Recorded data:
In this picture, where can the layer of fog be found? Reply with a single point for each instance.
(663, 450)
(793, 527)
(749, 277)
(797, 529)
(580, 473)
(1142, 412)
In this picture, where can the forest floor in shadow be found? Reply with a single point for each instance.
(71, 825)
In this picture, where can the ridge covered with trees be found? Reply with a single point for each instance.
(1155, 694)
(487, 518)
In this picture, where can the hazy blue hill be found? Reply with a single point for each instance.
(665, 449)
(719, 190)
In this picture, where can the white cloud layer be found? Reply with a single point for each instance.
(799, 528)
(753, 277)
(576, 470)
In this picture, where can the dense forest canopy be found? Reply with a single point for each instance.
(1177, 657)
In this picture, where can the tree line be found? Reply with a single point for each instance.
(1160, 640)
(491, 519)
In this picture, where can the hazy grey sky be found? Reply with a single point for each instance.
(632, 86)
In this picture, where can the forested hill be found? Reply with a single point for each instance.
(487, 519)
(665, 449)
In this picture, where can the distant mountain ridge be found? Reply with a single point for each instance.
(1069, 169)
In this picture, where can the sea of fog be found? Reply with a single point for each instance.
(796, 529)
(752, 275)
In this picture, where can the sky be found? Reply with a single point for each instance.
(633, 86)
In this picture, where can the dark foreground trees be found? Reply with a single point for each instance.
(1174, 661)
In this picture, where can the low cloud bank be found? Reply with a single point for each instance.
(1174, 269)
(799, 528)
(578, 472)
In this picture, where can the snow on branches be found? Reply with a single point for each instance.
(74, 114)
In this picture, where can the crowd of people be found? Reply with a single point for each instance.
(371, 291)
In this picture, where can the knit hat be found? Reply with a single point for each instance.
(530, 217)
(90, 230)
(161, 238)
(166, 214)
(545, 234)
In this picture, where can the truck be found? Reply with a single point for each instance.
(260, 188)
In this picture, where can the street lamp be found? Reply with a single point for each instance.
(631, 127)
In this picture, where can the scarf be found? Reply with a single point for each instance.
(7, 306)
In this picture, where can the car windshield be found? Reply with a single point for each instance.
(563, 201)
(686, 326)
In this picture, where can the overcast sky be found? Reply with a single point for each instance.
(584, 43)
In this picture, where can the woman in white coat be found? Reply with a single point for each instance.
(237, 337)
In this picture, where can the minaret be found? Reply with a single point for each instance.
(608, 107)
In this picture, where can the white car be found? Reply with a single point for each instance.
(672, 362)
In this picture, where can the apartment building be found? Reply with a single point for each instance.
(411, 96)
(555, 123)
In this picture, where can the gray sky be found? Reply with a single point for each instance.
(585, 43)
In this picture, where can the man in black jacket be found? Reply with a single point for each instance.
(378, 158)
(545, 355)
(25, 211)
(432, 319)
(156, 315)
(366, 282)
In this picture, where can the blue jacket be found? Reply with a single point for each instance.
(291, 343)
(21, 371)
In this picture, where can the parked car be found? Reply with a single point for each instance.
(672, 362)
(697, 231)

Work to be completed:
Please print each entry once more, exactly as it reads.

Answer space:
In this picture, where can the layer of fog be found? Reply with a single point for each instance.
(663, 450)
(793, 527)
(749, 277)
(797, 529)
(580, 473)
(1142, 412)
In this picture, where can the forest floor in shadow be found? Reply with a single point for each instance.
(71, 825)
In this picture, where can the ridge covered with trees be found? Reply with a single point for each instance.
(1155, 694)
(487, 518)
In this picture, where can the hazy blue hill be found? Reply with a single point for each instance.
(665, 449)
(719, 190)
In this picture, where can the white cloud layer be found? Reply with a single point for each instance.
(799, 528)
(753, 277)
(576, 470)
In this picture, where can the dense forest canopy be found? Reply with a single point for each instance.
(1177, 657)
In this picture, where can the tree line be found? Reply with a single point for each instance.
(1160, 640)
(491, 519)
In this picture, where can the hazy grey sky be found? Reply with a single point for each instance.
(632, 86)
In this picture, where can the forested hill be found? Reply with a single point for each instance.
(487, 519)
(665, 449)
In this picture, where can the distant mountain ridge be found? Reply with a single point for each instance.
(1069, 169)
In this picture, where can the sea of fog be found? Reply with a single point for each instance.
(796, 529)
(752, 275)
In this picture, where can the sky be found? Reply with a single point for each instance.
(633, 86)
In this picture, where can the dark foreground trees be found? Reply with a single point for each instance.
(1174, 661)
In this picture, where can the low cloud bank be found? Reply with a single point for each instance.
(1174, 269)
(799, 528)
(578, 472)
In this picture, where can the snow on branches be found? Reply with a single point for each instance.
(74, 114)
In this picture, where can the crowd of people be found? Reply with a single point for each instance.
(371, 291)
In this picture, where can the knit hat be found? Reply with a single point for each instance.
(530, 217)
(90, 230)
(161, 238)
(166, 214)
(545, 234)
In this picture, where can the truck be found? Reply with a single point for each instance.
(260, 188)
In this picture, where can the street lamp be found? Reply with a single point for each instance.
(631, 127)
In this picture, where can the scarf be found? Reply with a single point for each instance.
(7, 306)
In this picture, where can the car windshield be found? Reply with a single point for each instance.
(563, 201)
(686, 326)
In this picture, where can the overcast sky be found? Reply with a single point for each instance.
(584, 43)
In this picture, where can the woman in white coat be found? Reply with a single point for each instance.
(237, 337)
In this picture, where can the minaret be found? Reply with a single point for each instance.
(608, 107)
In this picture, where can the white car be found? Reply with a single point for each instance.
(672, 362)
In this picture, where can the apartment building be found? Reply with a single point for each instance.
(411, 96)
(555, 123)
In this picture, where can the gray sky be found? Reply with a single point for each instance.
(585, 43)
In this picture, where can the man in black jacket be found? Reply with a single point for each instance.
(378, 158)
(545, 355)
(25, 211)
(432, 319)
(156, 315)
(366, 282)
In this picture, where can the blue jacket be found? Reply with a single point for each instance.
(291, 343)
(21, 371)
In this picture, where can the parked car be found? Reply with a single point for each instance.
(672, 362)
(697, 231)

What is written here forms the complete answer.